# PROMPT:
Copy out exactly the lines from the first line of the material below through the line containing "Write them as", and nothing beyond them.

# TASK INPUTS:
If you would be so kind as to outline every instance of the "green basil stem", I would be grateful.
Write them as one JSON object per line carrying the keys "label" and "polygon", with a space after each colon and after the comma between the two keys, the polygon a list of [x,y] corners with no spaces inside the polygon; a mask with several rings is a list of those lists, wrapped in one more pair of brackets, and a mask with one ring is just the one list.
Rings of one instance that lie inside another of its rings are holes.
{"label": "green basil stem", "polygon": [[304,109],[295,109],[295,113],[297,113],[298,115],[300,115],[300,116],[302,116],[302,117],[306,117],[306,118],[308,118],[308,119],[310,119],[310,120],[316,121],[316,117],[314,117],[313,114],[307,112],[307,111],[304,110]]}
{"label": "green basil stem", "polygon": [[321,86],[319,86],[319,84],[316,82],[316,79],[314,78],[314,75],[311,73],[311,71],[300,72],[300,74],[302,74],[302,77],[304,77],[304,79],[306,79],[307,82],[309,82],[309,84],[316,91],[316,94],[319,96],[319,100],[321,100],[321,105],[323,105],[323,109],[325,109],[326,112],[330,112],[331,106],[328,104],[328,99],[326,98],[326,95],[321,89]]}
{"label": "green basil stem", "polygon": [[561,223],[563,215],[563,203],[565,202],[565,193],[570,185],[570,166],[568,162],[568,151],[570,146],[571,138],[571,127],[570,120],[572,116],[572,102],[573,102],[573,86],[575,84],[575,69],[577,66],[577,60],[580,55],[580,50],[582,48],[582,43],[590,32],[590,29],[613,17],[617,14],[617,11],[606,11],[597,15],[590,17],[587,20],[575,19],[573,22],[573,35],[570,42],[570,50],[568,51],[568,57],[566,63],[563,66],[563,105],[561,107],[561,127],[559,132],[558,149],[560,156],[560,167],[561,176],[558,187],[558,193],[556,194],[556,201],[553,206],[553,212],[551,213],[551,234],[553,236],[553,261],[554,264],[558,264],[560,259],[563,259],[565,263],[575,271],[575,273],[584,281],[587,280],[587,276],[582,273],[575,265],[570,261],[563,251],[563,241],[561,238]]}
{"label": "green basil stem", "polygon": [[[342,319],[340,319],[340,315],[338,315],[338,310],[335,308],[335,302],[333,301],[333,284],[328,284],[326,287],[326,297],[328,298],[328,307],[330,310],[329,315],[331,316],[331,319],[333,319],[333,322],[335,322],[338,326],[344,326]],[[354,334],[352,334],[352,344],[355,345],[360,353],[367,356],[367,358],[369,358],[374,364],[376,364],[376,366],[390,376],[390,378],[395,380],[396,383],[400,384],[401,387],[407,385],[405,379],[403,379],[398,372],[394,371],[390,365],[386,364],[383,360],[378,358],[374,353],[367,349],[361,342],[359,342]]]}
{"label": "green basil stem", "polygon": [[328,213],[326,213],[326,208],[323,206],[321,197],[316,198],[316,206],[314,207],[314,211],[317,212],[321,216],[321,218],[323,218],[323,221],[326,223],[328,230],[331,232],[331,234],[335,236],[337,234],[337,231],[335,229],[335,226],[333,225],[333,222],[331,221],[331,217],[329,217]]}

# RESPONSE FOR THIS EXERCISE:
If you would be so kind as to outline every instance of the "green basil stem", I would be grateful.
Write them as one JSON object per line carrying the keys "label" and "polygon", with a space after each colon and after the comma between the two keys, the polygon a list of [x,y] corners with no spaces inside the polygon; a mask with several rings is a list of those lists, wrapped in one more pair of brackets, and a mask with one ring is just the one list.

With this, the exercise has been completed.